Directions:
A word-for-word transcription of the listing is all that is needed.

Material for the task:
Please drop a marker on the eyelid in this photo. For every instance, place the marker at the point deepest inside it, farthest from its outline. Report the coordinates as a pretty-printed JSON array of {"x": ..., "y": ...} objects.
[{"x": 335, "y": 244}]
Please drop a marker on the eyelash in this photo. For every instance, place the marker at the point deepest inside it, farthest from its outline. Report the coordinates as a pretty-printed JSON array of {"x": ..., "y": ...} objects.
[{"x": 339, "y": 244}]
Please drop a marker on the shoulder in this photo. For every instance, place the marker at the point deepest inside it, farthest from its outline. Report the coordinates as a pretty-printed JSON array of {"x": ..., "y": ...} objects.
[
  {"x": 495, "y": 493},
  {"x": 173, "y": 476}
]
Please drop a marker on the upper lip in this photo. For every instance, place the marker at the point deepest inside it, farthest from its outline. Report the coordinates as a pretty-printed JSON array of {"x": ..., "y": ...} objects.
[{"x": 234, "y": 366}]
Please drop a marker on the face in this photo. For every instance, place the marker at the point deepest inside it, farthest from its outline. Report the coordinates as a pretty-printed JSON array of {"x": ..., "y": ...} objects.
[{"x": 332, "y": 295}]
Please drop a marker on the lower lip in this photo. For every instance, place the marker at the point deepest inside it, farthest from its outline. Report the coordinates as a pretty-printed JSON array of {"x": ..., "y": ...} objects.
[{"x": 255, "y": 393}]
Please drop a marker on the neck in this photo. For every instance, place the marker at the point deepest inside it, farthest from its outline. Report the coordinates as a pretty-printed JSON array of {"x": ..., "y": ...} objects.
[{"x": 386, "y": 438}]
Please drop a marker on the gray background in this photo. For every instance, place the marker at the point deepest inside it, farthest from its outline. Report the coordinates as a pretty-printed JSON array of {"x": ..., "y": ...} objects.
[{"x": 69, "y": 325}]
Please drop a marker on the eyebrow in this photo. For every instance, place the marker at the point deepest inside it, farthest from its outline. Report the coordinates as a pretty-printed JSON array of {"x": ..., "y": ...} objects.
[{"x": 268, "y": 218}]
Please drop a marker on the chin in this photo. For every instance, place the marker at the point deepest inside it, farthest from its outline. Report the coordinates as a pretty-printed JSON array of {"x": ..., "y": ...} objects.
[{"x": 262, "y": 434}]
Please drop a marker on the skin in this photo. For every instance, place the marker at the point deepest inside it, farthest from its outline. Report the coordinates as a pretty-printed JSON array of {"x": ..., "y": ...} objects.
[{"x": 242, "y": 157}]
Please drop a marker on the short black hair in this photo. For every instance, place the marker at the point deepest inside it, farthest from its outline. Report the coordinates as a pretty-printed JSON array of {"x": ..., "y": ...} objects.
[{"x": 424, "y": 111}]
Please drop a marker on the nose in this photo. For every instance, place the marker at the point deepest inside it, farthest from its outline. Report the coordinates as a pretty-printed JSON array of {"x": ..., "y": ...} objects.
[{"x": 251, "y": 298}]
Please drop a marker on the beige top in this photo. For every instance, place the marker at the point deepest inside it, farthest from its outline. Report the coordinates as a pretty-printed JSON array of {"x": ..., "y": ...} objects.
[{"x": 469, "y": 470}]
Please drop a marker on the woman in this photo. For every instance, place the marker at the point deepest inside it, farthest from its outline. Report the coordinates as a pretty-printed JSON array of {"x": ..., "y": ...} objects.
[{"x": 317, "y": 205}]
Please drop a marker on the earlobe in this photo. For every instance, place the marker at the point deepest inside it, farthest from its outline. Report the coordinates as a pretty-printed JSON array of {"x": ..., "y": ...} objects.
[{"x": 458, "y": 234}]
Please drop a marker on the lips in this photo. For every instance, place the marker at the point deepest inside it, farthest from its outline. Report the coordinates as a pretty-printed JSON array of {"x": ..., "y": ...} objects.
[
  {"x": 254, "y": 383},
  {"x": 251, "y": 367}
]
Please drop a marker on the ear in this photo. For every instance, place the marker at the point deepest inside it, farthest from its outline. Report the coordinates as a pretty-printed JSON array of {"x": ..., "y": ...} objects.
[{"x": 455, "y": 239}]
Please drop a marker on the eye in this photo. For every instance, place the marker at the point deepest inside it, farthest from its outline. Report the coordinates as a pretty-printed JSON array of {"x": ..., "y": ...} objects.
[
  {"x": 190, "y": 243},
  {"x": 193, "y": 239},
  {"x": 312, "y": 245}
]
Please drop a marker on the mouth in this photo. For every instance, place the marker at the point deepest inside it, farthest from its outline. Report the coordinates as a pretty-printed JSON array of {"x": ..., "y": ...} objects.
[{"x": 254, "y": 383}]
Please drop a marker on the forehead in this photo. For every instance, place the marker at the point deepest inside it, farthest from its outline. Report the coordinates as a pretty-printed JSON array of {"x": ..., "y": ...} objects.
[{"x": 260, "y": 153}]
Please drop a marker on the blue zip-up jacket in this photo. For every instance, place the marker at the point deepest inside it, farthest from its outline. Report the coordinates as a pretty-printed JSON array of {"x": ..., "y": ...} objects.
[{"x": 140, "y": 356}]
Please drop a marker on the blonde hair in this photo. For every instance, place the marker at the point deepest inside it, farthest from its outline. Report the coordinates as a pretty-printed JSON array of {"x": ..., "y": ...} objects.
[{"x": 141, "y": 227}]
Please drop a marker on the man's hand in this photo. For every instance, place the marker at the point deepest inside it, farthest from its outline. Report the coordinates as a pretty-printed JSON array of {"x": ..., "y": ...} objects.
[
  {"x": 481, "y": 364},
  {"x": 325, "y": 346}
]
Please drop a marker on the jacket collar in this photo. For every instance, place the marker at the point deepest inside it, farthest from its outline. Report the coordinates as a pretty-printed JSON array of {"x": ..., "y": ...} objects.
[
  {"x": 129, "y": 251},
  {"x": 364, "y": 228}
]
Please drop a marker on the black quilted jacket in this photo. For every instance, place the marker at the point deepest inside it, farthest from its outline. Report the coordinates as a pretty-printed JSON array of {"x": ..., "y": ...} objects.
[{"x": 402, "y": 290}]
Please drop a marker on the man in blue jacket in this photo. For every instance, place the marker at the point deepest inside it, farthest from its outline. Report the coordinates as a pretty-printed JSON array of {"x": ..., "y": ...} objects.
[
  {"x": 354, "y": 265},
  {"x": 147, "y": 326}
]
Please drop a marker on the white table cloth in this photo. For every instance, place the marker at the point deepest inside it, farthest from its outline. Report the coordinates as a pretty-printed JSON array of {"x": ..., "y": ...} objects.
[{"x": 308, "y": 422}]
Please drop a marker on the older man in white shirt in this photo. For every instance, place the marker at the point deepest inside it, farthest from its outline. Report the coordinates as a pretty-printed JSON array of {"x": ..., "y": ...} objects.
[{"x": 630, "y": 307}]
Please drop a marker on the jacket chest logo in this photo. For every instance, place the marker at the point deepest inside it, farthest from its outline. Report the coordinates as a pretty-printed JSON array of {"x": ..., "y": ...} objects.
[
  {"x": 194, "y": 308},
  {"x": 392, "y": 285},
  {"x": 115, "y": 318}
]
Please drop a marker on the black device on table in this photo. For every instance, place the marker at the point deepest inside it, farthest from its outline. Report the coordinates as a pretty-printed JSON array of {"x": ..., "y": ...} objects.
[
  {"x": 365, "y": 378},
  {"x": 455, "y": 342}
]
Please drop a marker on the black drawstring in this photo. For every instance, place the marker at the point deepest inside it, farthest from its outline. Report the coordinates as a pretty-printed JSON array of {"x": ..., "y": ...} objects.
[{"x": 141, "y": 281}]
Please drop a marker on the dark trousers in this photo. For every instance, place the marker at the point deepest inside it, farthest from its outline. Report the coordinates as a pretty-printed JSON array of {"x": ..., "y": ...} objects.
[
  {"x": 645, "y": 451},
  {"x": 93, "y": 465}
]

Output below:
Please drop a marker on the eyelid in this photo. For every instance, place the marker at the point deepest inside it, farthest from its outline. Report the coordinates as a pretty-printed JSON array of {"x": ..., "y": ...} objects.
[{"x": 335, "y": 244}]
Please drop a marker on the eyelash in this photo. For every instance, place the marker at the point deepest inside it, farthest from its outline. Report the coordinates as a pretty-printed JSON array of {"x": ..., "y": ...} objects.
[{"x": 339, "y": 244}]
Please drop a marker on the shoulder in this photo. For every instance, place the marker at the point deepest inside it, farthest from its outline. Report the coordinates as a pretty-printed JSON array of {"x": ..., "y": ...} objects.
[
  {"x": 495, "y": 493},
  {"x": 173, "y": 476}
]
Please drop a marker on the upper lip in this photo. For every instance, place the marker at the point deepest inside it, farthest from its outline. Report the coordinates as a pretty-printed JSON array of {"x": ..., "y": ...} objects.
[{"x": 234, "y": 366}]
Please drop a marker on the face in this photo. For every instance, place the marker at the point deepest inside it, farthest from its outline. Report the coordinates as a pretty-printed JSON array of {"x": ..., "y": ...} objects.
[{"x": 332, "y": 295}]
Please drop a marker on the lower lip in this photo. For every instance, place the marker at the point deepest inside it, farthest from its outline. Report the coordinates as a pretty-printed JSON array of {"x": ..., "y": ...} objects.
[{"x": 255, "y": 393}]
Please drop a marker on the neck in this photo. For every instance, place the marker at the point deepest inside it, farthest from its outline. Report the coordinates as a pretty-printed JSON array of {"x": ..., "y": ...} objects.
[{"x": 386, "y": 438}]
Please drop a marker on the gray background in this photo. For every instance, place the marker at the point deepest inside it, farthest from its outline. Report the coordinates as a pretty-printed JSON array of {"x": ..., "y": ...} objects.
[{"x": 69, "y": 325}]
Please drop a marker on the eyebrow in this photo. For every instance, place the marker at the point deepest inside it, farthest from its outline. Report the coordinates as a pretty-printed JSON array of {"x": ..., "y": ...} objects.
[{"x": 268, "y": 218}]
Please drop a marker on the chin in this photo. For every instance, place the marker at the point deepest inside it, farthest from its outline. Report the coordinates as a pretty-printed JSON array of {"x": ..., "y": ...} objects.
[{"x": 262, "y": 434}]
Please drop a marker on the skin in this photo. For every instance, place the marker at the point deepest inside it, farthest from its outline. Report the coordinates as a pretty-printed JSON array of {"x": ..., "y": ...} objects.
[{"x": 242, "y": 157}]
Please drop a marker on the short black hair in this photo. For every instance, place the marker at the point deepest inside it, farthest from its outline. Report the coordinates as a pretty-printed JSON array of {"x": ..., "y": ...} objects.
[{"x": 424, "y": 111}]
Please drop a marker on the nose in this photo. For every instance, place the marker at the point deepest inside it, farthest from its outline. Report the coordinates as a pretty-printed JSON array of {"x": ..., "y": ...} objects.
[{"x": 251, "y": 298}]
Please drop a marker on the beige top in this photo. For every instance, place the marker at the point deepest inside it, farthest from its outline. Report the coordinates as a pretty-printed JSON array of {"x": ..., "y": ...} objects.
[{"x": 469, "y": 470}]
Please drop a marker on the woman in this photo. For every instance, place the marker at the point deepest inside it, farthest from its outline. Report the coordinates as a pretty-printed JSON array of {"x": ..., "y": ...} objects.
[{"x": 317, "y": 205}]
Please drop a marker on the earlobe in this photo. For every instance, place the marker at the point deepest inside it, farthest from its outline. Report the coordinates as a pretty-printed JSON array of {"x": ..., "y": ...} objects.
[{"x": 458, "y": 234}]
Please drop a marker on the lips in this photo. For every instance, place the marker at the point deepest inside it, farthest from its outline. Report the coordinates as a pretty-printed JSON array of {"x": ..., "y": ...} objects.
[
  {"x": 254, "y": 383},
  {"x": 251, "y": 367}
]
Please drop a marker on the ear in this photo. For every instance, place the marker at the point deepest inside it, farthest from its outline. Report the coordinates as a pretty-printed JSON array of {"x": ..., "y": ...} objects.
[{"x": 455, "y": 239}]
Please drop a marker on the eye in this photo. For every instance, place the marker at the point deepest inside it, farthest from its outline. Report the coordinates as a pretty-printed JSON array of {"x": ..., "y": ...} objects.
[
  {"x": 190, "y": 243},
  {"x": 193, "y": 239},
  {"x": 312, "y": 245}
]
Please drop a marker on the mouth in this photo. For every instance, place the marker at the point deepest inside it, farthest from its outline. Report the coordinates as a pretty-printed JSON array of {"x": ..., "y": ...} objects.
[{"x": 254, "y": 383}]
Please drop a marker on the forehead in this photo. For every instance, place the marker at the point deepest inside it, farthest from its outline. Report the coordinates as a pretty-printed JSON array of {"x": ..., "y": ...} objects.
[{"x": 260, "y": 153}]
Please drop a marker on the blue zip-up jacket in this photo. For every instance, place the marker at the point deepest inside it, farthest from its outline. Report the coordinates as a pretty-printed JSON array of {"x": ..., "y": ...} objects.
[{"x": 140, "y": 356}]
Please drop a marker on the blonde hair in this photo. For every instance, place the marker at the point deepest inside it, farthest from its outline. Report the coordinates as a pretty-printed JSON array of {"x": ..., "y": ...} objects.
[{"x": 141, "y": 227}]
Please drop a marker on the man's hand in this photo. For every instance, place the marker at the point deepest inside it, farthest from its outline. Report the coordinates as a pretty-printed JSON array of {"x": ..., "y": ...} objects.
[
  {"x": 481, "y": 364},
  {"x": 325, "y": 346}
]
Please drop a marker on the jacket collar in this photo. For every instance, place the marker at the point deepest inside it, farthest from its outline. Report the coordinates as a pretty-printed JSON array of {"x": ..., "y": ...} objects.
[
  {"x": 129, "y": 251},
  {"x": 364, "y": 228}
]
Please drop a marker on the black quilted jacket in this photo. For every instance, place the marker at the point deepest inside it, farthest from its outline. Report the coordinates as a pretty-printed JSON array of {"x": ..., "y": ...} objects.
[{"x": 402, "y": 290}]
Please drop a marker on the man in blue jacket in this photo. For every instance, place the marker at the point deepest inside it, farthest from its outline. Report the coordinates as a pretty-printed JSON array of {"x": ..., "y": ...} objects.
[
  {"x": 354, "y": 265},
  {"x": 147, "y": 326}
]
Please drop a marker on the white table cloth in this photo. For every instance, place the marker at the point deepest inside it, farthest from its outline. Report the coordinates as a pretty-printed JSON array of {"x": ..., "y": ...} objects.
[{"x": 308, "y": 422}]
Please drop a marker on the older man in white shirt in this photo. For every instance, place the marker at the point deepest inside it, farthest from its outline. Report the coordinates as a pretty-printed JSON array of {"x": ..., "y": ...} objects.
[{"x": 630, "y": 307}]
Please drop a marker on the jacket chest logo in this photo. For every instance, place the marker at the point deepest inside it, farthest from its outline. Report the coordinates as a pretty-printed JSON array of {"x": ..., "y": ...} objects.
[
  {"x": 194, "y": 308},
  {"x": 392, "y": 285},
  {"x": 115, "y": 318}
]
Please drop a marker on the black device on table in this photo. For every instance, place the marker at the point deepest inside it, farthest from its outline. Report the coordinates as a pretty-printed JSON array of {"x": ..., "y": ...} objects.
[
  {"x": 365, "y": 378},
  {"x": 455, "y": 342}
]
Please drop a marker on the black drawstring in this photo. For every instance, place the marker at the point deepest inside it, farthest from its outline. Report the coordinates as a pretty-printed JSON array of {"x": ..., "y": ...} objects.
[{"x": 141, "y": 281}]
Please drop a marker on the dark trousers in this photo. For every instance, place the marker at the point deepest inside it, farthest from its outline. Report the coordinates as a pretty-printed JSON array of {"x": ..., "y": ...} objects.
[
  {"x": 645, "y": 451},
  {"x": 93, "y": 465}
]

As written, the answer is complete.